State how many lines of the items below contain the string "cable", where case counts, and give only that number.

================================

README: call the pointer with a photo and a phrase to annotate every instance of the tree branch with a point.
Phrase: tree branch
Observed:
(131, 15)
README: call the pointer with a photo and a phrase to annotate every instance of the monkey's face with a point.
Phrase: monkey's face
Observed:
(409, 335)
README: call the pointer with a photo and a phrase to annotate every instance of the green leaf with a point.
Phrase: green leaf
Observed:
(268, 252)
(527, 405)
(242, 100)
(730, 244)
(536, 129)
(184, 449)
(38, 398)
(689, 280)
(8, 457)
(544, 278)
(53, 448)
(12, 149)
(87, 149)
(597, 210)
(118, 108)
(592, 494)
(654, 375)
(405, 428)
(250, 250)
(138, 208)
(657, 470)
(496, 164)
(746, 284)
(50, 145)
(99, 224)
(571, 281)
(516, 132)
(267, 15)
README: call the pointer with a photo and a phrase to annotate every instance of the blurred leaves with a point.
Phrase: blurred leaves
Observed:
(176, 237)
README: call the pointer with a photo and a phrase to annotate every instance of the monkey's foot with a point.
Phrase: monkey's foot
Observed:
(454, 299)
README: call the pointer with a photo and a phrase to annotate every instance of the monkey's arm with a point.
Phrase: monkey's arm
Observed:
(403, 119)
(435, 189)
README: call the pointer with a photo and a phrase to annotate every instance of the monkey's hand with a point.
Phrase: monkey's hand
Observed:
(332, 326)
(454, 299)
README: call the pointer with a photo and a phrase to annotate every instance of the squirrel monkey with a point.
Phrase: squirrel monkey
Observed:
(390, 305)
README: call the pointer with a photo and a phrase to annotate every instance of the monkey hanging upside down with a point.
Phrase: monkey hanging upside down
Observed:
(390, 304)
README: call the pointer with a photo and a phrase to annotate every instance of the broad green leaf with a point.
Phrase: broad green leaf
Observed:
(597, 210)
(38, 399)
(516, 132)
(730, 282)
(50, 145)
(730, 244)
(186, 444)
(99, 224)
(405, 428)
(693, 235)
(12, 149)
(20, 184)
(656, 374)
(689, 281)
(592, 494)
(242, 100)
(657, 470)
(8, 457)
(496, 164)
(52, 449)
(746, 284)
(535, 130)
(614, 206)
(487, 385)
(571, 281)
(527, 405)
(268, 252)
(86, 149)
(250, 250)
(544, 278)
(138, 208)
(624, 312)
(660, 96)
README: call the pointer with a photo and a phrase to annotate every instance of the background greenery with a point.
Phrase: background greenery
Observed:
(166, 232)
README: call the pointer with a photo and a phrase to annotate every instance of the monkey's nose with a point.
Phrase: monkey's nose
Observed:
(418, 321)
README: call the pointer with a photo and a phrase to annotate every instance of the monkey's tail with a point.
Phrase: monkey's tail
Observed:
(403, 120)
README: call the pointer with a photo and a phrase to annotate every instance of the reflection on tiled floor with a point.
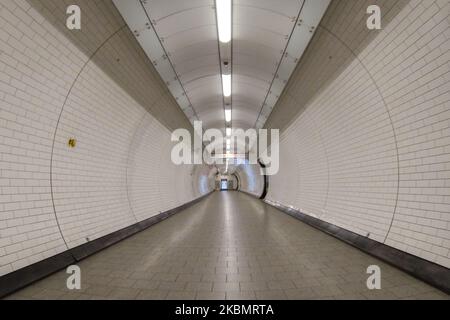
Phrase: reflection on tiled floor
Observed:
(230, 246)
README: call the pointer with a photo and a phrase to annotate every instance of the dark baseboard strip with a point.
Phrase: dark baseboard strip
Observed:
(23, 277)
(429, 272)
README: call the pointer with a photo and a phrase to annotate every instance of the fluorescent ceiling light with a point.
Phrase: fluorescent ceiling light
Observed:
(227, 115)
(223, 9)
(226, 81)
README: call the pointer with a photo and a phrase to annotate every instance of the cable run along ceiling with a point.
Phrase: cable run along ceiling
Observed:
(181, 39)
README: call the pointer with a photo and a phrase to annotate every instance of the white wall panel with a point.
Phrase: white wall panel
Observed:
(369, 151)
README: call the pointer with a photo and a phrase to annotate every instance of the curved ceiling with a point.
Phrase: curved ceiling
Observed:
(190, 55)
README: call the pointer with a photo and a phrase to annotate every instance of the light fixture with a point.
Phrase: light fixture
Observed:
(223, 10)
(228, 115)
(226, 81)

================================

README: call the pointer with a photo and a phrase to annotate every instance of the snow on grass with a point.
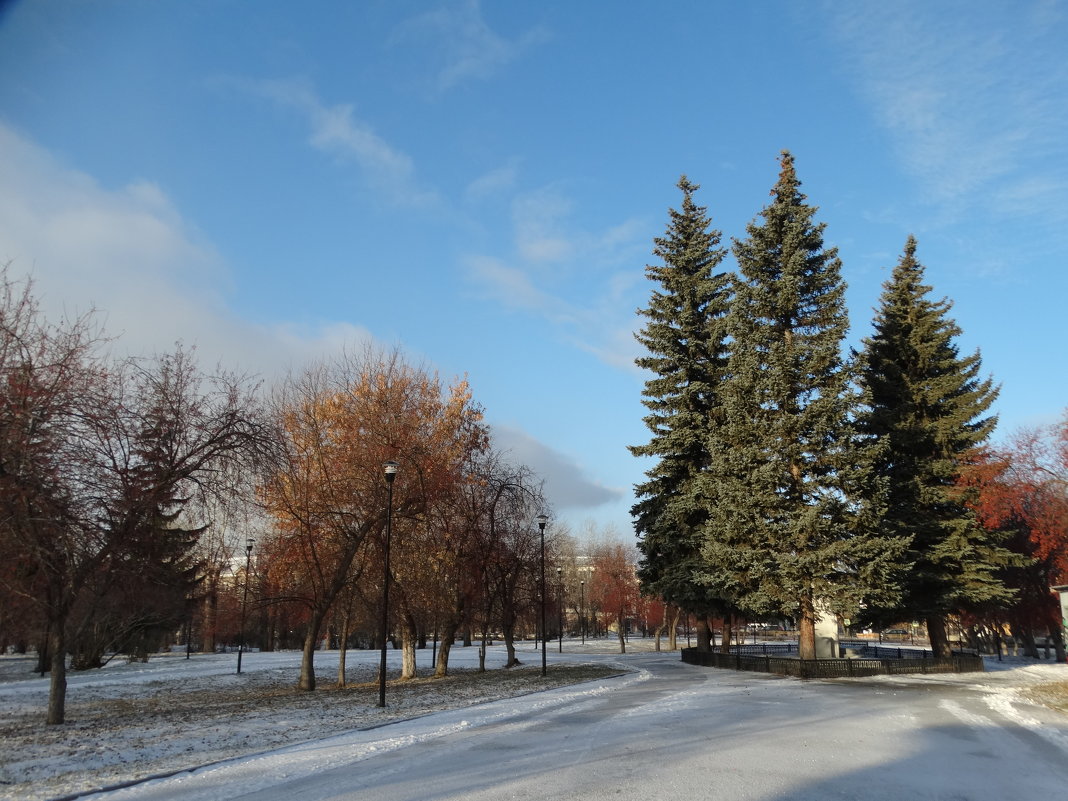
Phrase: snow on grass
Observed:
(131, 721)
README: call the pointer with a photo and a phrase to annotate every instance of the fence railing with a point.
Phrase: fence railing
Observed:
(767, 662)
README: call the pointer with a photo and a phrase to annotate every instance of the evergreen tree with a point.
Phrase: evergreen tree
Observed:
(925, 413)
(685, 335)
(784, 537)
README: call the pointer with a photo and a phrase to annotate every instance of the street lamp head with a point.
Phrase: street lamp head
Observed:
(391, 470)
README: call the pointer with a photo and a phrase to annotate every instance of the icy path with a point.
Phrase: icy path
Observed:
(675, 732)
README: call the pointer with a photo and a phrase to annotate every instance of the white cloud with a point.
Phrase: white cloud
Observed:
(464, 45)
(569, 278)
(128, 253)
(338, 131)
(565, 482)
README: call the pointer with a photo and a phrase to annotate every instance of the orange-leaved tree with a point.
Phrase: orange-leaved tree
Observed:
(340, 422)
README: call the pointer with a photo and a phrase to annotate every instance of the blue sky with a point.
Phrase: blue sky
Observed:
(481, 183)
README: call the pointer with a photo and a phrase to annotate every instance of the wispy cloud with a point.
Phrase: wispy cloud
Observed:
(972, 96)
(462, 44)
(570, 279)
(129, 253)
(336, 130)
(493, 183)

================================

SOLUTION TO THE EXERCISE » 2